Reading passage ▸

[START]

Sign in
Log inSign up
Functional JavaScript: Five ways to calculate an average with array reduce

Functional JavaScript: Five ways to calculate an average with array reduce

James Sinclair's photo
James Sinclair
·May 30, 2019

This article was originally published at https://jrsinclair.com/articles/2019/five-ways-to-average-with-js-reduce/

Array iteration methods are like a 'gateway drug'. They get many people hooked on functional programming. Because they're just so darn useful. And most of these array methods are fairly simple to understand. Methods like .map() and .filter() take just one callback argument, and do fairly simple things. But .reduce() seems to give people trouble. It’s a bit harder to grasp.

I wrote an earlier article on why I think reduce gives people so much trouble. Part of the reason is that many tutorials start out using reduce only with numbers. So I wrote about the many other things you can do with reduce that don't involve arithmetic. But what if you do need to work with numbers?

A common application for .reduce() is to calculate the average of an array. It doesn't seem so hard on the surface. But it’s a little tricky because you have to calculate two things before you can calculate the final answer:

  1. The total of the items, and
  2. The length of the array.

Both are pretty easy on their own. And calculating averages isn’t that hard for an array of numbers. Here's a simple solution:

function average(nums) {
    return nums.reduce((a, b) => (a + b)) / nums.length;
}

Not that complicated, is it? But it gets harder if you have a more complicated data structure. What if you have an array of objects? And you need to filter out some objects? And you need to extract some numeric value from the object? Calculating the average in that scenario gets a little bit harder.

To get a handle on it, we’ll solve a sample problem (inspired by this Free Code Camp challenge). But, we’ll solve it five different ways. Each one will have different pros and cons. The five approaches show how flexible JavaScript can be. And I hope they give you some ideas on how to use .reduce() for real-world coding tasks.

A sample problem

Let's suppose we have an array of, say, Victorian-era slang terms. We'd like to filter out the ones that don't occur in Google Books and get the average popularity score. Here's how the data might look:

const victorianSlang = [
    {
        term: 'doing the bear',
        found: true,
        popularity: 108,
    },
    {
        term: 'katterzem',
        found: false,
        popularity: null,
    },
    {
        term: 'bone shaker',
        found: true,
        popularity: 609,
    },
    {
        term: 'smothering a parrot',
        found: false,
        popularity: null,
    },
    {
        term: 'damfino',
        found: true,
        popularity: 232,
    },
    {
        term: 'rain napper',
        found: false,
        popularity: null,
    },
    {
        term: 'donkey’s breakfast',
        found: true,
        popularity: 787,
    },
    {
        term: 'rational costume',
        found: true,
        popularity: 513,
    },
    {
        term: 'mind the grease',
        found: true,
        popularity: 154,
    },

];

Data sourced from Google Ngram Viewer

So, let's try 5 different ways of finding that average popularity score…

1. Not using reduce at all (imperative loop)

[END]

Required actions ▸
1 > Print the passage from the article on averaging with reduce, from "Both are pretty" up to and including "little bit harder.".
2 > Proceed with the article on calculating an average with array reduce, picking up right after its final line.
The listing that follows is unrelated material and stands apart from the averaging article.

Data extract ▸
[START]

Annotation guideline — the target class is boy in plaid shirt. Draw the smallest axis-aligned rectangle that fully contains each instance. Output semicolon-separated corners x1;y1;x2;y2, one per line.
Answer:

[END]

Results for the exercise ▸
1 >
Both are pretty easy on their own. And calculating averages isn’t that hard for an array of numbers. Here's a simple solution:

function average(nums) {
    return nums.reduce((a, b) => (a + b)) / nums.length;
}

Not that complicated, is it? But it gets harder if you have a more complicated data structure. What if you have an array of objects? And you need to filter out some objects? And you need to extract some numeric value from the object? Calculating the average in that scenario gets a little bit harder.

2 >
For our first attempt, we won't use .reduce() at all. If you're new to array iterator methods, then hopefully this will make it a little clearer what's going on.

let popularitySum = 0;
let itemsFound = 0;
const len = victorianSlang.length;
let item = null;
for (let i = 0; i < len; i++) {
    item = victorianSlang[i];
    if (item.found) {
        popularitySum = item.popularity + popularitySum;
        itemsFound = itemsFound + 1;
    }
}
const averagePopularity = popularitySum / itemsFound;
console.log("Average popularity:", averagePopularity);

If you're familiar with JavaScript, this shouldn't be too difficult to understand:

  1. We initialise popularitySum and itemsFound. The first variable, popularitySum, keeps track of the total popularity score. While itemsFound (surprise, surprise) keeps track of the number of items we've found.
  2. Then we initialise len and item to help us as we go through the array.
  3. The for-loop increments i until we've been around len times.
  4. Inside the loop, we grab the item from the array that we want to look at, victorianSlang[i].
  5. Then we check if that item is in the books collection.
  6. If it is, then we grab the popularity score and add it to popularitySum
  7. And we also increment itemsFound
  8. Finally, we calculate the average by dividing popularitySum by itemsFound

Whew. It may not be pretty, but it gets the job done. Using array iterators could make it a bit clearer. Let's see if we can clean it up…

2. Easy mode: Filter, map, and sum

For our first attempt, let's break this problem down into smaller parts. We want to:

  1. Find the items that are in the Google Books collection. For that, we can use .filter().
  2. Extract the popularity scores. We can use .map() for this.
  3. Calculate the sum of the scores. Our old friend .reduce() is a good candidate here.
  4. And finally, calculate the average.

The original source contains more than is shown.